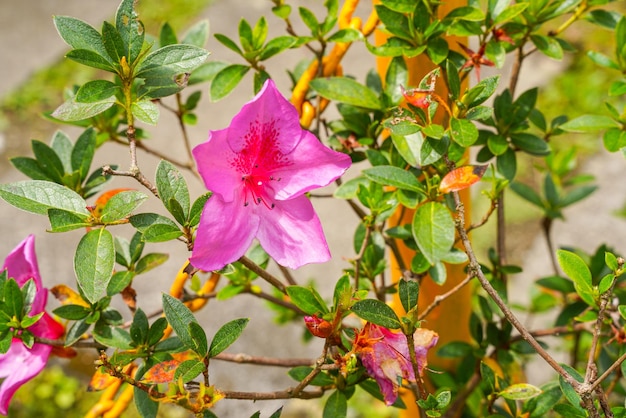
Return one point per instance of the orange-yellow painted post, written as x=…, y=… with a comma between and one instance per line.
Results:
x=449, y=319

________

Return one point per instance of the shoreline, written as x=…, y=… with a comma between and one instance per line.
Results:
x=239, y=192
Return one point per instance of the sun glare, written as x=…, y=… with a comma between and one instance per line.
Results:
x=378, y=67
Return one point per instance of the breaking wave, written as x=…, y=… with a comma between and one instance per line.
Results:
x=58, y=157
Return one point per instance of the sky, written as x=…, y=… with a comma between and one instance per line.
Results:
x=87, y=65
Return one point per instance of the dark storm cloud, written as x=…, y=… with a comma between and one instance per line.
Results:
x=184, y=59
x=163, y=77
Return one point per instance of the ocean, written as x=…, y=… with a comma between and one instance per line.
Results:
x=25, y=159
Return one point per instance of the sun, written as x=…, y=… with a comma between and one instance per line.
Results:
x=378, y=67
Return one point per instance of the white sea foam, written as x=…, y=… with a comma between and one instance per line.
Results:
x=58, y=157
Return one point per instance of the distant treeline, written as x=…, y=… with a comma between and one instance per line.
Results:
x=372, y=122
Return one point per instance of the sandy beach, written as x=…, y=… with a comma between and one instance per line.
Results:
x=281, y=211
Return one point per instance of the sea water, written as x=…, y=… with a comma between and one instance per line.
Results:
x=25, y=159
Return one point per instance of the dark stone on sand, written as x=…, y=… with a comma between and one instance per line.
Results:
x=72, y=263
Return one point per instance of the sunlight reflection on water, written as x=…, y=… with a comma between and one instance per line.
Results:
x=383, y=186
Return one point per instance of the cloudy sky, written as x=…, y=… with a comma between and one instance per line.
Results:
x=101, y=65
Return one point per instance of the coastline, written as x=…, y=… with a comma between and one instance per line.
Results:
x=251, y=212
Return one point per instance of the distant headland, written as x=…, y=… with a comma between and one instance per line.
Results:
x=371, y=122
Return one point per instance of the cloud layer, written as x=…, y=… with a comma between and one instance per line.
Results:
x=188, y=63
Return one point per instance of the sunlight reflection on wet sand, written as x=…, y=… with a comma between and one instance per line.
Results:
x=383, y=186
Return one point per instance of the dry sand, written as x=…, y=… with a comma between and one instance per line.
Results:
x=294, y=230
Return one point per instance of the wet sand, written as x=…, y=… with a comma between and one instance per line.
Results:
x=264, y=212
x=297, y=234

________

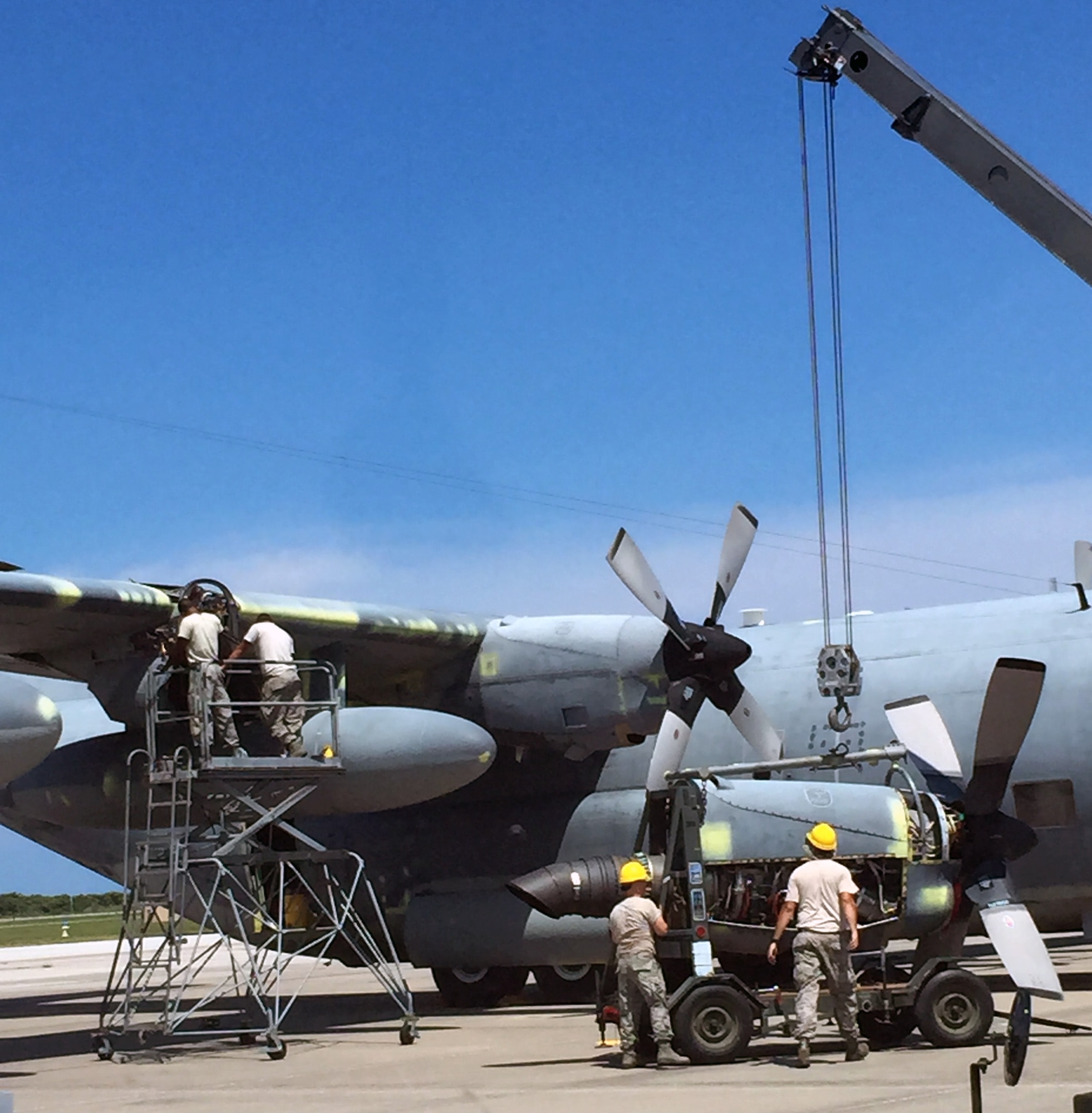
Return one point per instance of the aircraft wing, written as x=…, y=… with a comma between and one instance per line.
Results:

________

--- AIM OF THE EXERCISE ---
Which lines in the listing above contain the string "reflection"? Copy each of them in full, treating uppercase and lowercase letters as different.

--- RESPONSE FOR THIS EXERCISE ---
Return one point per instance of the sunlight reflection on water, written as x=…, y=… with a comma between and one instance per line.
Return one point per instance of the sunlight reflection on wet sand, written as x=…, y=… with a comma between and one instance per line.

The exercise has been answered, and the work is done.